## DOCUMENT

──────────────────────────────

Grâce à Jean-Louis Tissier nous entrons dans la fabrique de l’écrivain. Avec Les terres du couchant nous sommes dans l’ambiance du Rivage des Syrtes : un empire peu à peu submergé ou assimilé (on pense à la fin de l’Empire romain), un empire autrefois maîtrisé mais aujourd’hui dilaté et négligé. L’analyse du géographe insiste sur l’itinéraire (qui renvoie à la réalité des voies romaines), la notion de limite (spatiale et existentielle), les milieux traversés avec leurs significations (le passage de la forêt aux marais, le domaine des vastes steppes), la toponymie (différente pour les espaces barbares et civilisés). Pour Gracq, l’imaginaire correspond à la « pente de la rêverie » (l’expression est de Victor Hugo) qui autorise la production d’images dans une prose poétique belle et complexe.

Jean-Louis Tissier n’oublie pas de nous montrer une esquisse de croquis où une route empruntée par le héros suggère l’avant et l’après, favorisant ainsi rêveries et fabuleuses découvertes qui prennent l’allure d’une quête, sinon d’une errance.

Les îles méditerranéennes font-elles toujours rêver ? (café géographique)

──────────────────────────────

## DONNÉES
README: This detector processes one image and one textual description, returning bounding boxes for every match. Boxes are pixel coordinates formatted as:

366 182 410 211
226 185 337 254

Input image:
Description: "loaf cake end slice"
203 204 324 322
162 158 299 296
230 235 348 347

──────────────────────────────

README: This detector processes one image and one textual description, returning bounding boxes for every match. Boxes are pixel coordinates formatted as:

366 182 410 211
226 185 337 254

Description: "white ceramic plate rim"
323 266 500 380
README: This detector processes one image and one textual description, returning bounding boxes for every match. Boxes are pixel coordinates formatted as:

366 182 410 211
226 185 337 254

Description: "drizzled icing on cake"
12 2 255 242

──────────────────────────────

## CONSIGNES
a) Dans le document, à qui l'expression « pente de la rêverie » est-elle attribuée ?
b) Repérez et recopiez chaque ligne qui contient le mot « cake ».
Les lignes n'ont aucun rapport avec le document.

## CORRIGÉ
a) À Victor Hugo.

b)
Description: "loaf cake end slice"
Description: "drizzled icing on cake"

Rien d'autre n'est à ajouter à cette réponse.